Extract to read:
▬▬▬

I should tell you that I've already lied to you.  I know, it sucks, but I'm just discovering it myself.  WE had a pick-up class for Larry Singer Saturday morning where we continued to examine some scenes and exercise in sharing  a turning point moment with a classmate that we've had little contact with and having them breakdown the story into ten words.  I, admittedly was surprised when Jeena Yi asked me to partner up with her.  It's exciting to feel wanted, but I wouldn't consider her the person that I have the least contact with in the class.  She shared something personal and deeply meaningful with me, and I was in a position where I needed to share a story that I don't like telling people about.  It was a bit tough, because I figured when this thing came out, it would be with one of the brothers and maybe a few more months down the line.  But there we were, sharing, and although it was forced (in that it may not have been something willfully shared outside of an exercise) there is a sort of serenity in understanding something about someone and having them understand something about me.  It's like giving them a very small, beautiful, injured bird and knowing that they'll care for it.  We got to continue this particular exercise this morning, which I'll share with you later, because, you know... chronology.

Saturday night was set aside for some quality bonding time with the dudes of the class.  A time to relax, let loose, not talk about the program and get to know each other a bit more seriously outside of what we see of each other in class.  Only Phillip, Andy, and Ethan could make it out, but some classic moments happened.  The kind that only a good sense of humor and a bit of alcohol can induce.  Also, this happened:


We have some immensely talented musicians in our class, and honestly, sometimes it boggles my mind that we didn't all end up in some sort of twisted musical threater program.  There's a lot of love for these guys (and the ones who couldn't make it out).  Hopefully there will be much more of this over the next few years.

▬▬▬

Information shown:
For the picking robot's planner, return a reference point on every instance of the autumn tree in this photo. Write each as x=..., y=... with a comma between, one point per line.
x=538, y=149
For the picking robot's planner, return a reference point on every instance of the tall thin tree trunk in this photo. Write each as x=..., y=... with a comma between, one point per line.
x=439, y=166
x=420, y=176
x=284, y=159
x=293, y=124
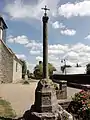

▬▬▬

Actions to take:
a - Switch "musicians" to "guitarists" and write out the post from "Saturday night was" to "next few years.".
b - Convert the entries from the line with "of the tall" through the end of the entries into a two-column CSV with columns named request and answer. Give one row per request, put each value in a single quoted field with line breaks changed to spaces, and leave out the pictures.

Results for each task:
a -
Saturday night was set aside for some quality bonding time with the dudes of the class.  A time to relax, let loose, not talk about the program and get to know each other a bit more seriously outside of what we see of each other in class.  Only Phillip, Andy, and Ethan could make it out, but some classic moments happened.  The kind that only a good sense of humor and a bit of alcohol can induce.  Also, this happened:


We have some immensely talented guitarists in our class, and honestly, sometimes it boggles my mind that we didn't all end up in some sort of twisted musical threater program.  There's a lot of love for these guys (and the ones who couldn't make it out).  Hopefully there will be much more of this over the next few years.

b -
request,answer
"For the picking robot's planner, return a reference point on every instance of the tall thin tree trunk in this photo. Write each as x=..., y=... with a comma between, one point per line.","x=439, y=166 x=420, y=176 x=284, y=159 x=293, y=124"